>> Start READING PASSAGE

I am a foodie. Food is, quite simply, one of the chief joys and pleasures of my life. And in no small measure, it is a spiritual pursuit. Of course, I am not alone in this. As John Dabell expresses it so succinctly in this issue, "preparation of food is a daily act of transubstantiation that puts me in direct contact with the world of Spirit, if only I have the focus of mind to perceive it."

What could have more to do with spirit than food? What spiritual path doesn't incorporate -- embody -- it's deepest spiritual longings and concepts through the language of food? The early Shoshone people confounded anthropologists because they named their various bands by what they ate: one season they might be Sheep Eaters and the next they might be Seed Eaters, Salmon Eaters, Pine Nut Eaters, Earth Eaters.

Forbidden fruit or animal sacrifice, virtually every spiritual path has at its foundation the eating or not eating of various and sundry plants and animals. Terence McKenna, in the fascinating Food of The Gods, posits that it was the hunter-gatherers happening upon the magical stropharia cubensis mushroom that fills the mythic "missing link" of human development, intellectually, physically and spiritually.

Bread, wine, mushrooms, roots and leaves have always played a central role in the spiritual longings of humankind. From chilis to chocolate our omnivorous eating habits as hominids and our evolving brain with its capacity to process sensory data, were united in the happy notion that food is more than mere nutrition, it is an experience. From there it was a short step to understand that to share food is to be of one body. To share food is to ally and embrace your company. The sin of Sodom was inhospitality &emdash; the neglect of offering sustenance in a hostile environment. McKenna asserts, "Plants have always mediated the human cultural relationship to the world at large." My personal culinary goddess, M.F.K. Fisher, wrote "There is communion of more than our bodies when bread is broken and wine is drunk." Fisher even breaks that bone down to its marrow, "First we eat, then we do everything else."

>> End READING PASSAGE

● TASK TO COMPLETE
Reproduce the stretch of the passage on food and spirituality from "I am a foodie." through "Eaters, Earth Eaters.", swapping out "anthropologists" and putting "historians" in its place.

>> Start SUPPLIED INFORMATION

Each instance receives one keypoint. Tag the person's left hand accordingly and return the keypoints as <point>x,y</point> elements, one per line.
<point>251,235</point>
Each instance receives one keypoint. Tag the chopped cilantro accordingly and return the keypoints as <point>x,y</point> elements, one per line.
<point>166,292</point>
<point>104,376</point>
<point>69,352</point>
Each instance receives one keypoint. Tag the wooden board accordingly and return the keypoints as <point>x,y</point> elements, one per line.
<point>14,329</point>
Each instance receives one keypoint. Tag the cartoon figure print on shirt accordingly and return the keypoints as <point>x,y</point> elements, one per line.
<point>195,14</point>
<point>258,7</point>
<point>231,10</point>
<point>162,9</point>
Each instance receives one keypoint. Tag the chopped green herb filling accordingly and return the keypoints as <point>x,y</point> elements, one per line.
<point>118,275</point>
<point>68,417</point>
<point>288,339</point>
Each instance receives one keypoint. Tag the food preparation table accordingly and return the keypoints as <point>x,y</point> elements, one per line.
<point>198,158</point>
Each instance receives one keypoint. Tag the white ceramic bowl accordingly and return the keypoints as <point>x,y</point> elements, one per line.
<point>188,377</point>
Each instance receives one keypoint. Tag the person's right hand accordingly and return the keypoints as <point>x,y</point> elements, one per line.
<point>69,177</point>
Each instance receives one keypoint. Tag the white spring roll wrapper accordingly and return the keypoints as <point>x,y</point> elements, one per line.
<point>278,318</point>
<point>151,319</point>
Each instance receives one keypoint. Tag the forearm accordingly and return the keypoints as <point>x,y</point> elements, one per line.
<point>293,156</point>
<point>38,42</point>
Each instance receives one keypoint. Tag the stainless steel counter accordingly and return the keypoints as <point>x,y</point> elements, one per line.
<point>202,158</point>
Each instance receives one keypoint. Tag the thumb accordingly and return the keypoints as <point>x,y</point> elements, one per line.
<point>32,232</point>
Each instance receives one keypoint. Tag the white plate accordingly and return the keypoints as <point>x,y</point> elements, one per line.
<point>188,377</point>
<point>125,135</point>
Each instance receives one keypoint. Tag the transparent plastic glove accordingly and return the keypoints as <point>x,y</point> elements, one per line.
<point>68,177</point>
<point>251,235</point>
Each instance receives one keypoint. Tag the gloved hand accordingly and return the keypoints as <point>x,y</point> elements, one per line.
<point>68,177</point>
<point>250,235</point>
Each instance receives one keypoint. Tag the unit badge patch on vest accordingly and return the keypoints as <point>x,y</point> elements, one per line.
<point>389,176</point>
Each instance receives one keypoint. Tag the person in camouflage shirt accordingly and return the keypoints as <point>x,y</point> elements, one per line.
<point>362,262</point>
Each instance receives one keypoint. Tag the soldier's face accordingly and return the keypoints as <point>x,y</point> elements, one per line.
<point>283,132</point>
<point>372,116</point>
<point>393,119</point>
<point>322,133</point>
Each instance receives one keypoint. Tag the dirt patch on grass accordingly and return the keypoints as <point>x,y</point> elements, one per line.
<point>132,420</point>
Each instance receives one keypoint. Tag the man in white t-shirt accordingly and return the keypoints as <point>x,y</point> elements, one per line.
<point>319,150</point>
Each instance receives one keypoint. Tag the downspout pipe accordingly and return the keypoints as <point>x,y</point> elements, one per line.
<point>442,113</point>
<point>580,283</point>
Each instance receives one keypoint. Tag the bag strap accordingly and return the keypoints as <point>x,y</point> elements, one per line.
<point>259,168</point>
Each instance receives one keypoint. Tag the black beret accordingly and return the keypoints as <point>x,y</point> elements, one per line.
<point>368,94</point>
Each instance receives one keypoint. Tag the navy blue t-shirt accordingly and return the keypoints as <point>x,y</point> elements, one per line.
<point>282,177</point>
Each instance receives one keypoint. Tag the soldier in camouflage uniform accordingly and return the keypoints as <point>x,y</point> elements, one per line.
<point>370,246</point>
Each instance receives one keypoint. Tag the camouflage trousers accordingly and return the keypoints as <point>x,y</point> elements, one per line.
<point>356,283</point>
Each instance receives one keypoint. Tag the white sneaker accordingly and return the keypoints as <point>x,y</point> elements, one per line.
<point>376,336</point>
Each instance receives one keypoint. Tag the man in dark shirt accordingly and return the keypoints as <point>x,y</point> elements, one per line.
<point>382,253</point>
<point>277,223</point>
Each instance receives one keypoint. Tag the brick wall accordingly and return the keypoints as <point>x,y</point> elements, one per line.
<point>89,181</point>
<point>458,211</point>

>> End SUPPLIED INFORMATION

● THE REPLY
I am a foodie. Food is, quite simply, one of the chief joys and pleasures of my life. And in no small measure, it is a spiritual pursuit. Of course, I am not alone in this. As John Dabell expresses it so succinctly in this issue, "preparation of food is a daily act of transubstantiation that puts me in direct contact with the world of Spirit, if only I have the focus of mind to perceive it."

What could have more to do with spirit than food? What spiritual path doesn't incorporate -- embody -- it's deepest spiritual longings and concepts through the language of food? The early Shoshone people confounded historians because they named their various bands by what they ate: one season they might be Sheep Eaters and the next they might be Seed Eaters, Salmon Eaters, Pine Nut Eaters, Earth Eaters.